— WHAT YOU NEED TO DO —
Although the data below holds other lines too, output only those from the line with "Zoom in on white" up to and including the line with "Zoom in on gold", exactly as they appear.

— INFORMATION SHOWN —
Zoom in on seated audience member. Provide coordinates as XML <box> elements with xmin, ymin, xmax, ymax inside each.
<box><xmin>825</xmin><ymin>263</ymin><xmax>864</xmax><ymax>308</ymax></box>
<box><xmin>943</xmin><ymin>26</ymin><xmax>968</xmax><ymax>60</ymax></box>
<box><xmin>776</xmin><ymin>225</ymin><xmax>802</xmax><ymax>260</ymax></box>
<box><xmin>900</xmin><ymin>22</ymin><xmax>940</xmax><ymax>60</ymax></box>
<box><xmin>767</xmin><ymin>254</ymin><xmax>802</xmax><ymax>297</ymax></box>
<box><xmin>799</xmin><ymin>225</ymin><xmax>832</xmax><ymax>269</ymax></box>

* * *

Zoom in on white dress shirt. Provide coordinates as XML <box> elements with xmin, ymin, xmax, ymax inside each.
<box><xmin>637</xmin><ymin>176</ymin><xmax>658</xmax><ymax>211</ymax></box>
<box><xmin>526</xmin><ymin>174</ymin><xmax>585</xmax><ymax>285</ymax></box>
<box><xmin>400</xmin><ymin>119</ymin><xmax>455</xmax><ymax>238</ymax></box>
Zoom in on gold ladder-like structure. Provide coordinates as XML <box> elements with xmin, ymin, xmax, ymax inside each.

— ANSWER BELOW —
Zoom in on white dress shirt. Provide coordinates as XML <box> elements with xmin, ymin, xmax, ymax inside each.
<box><xmin>637</xmin><ymin>176</ymin><xmax>658</xmax><ymax>211</ymax></box>
<box><xmin>526</xmin><ymin>174</ymin><xmax>585</xmax><ymax>285</ymax></box>
<box><xmin>400</xmin><ymin>119</ymin><xmax>455</xmax><ymax>238</ymax></box>
Zoom in on gold ladder-like structure. Provide coordinates as XML <box> elements with xmin, ymin, xmax, ymax inside each.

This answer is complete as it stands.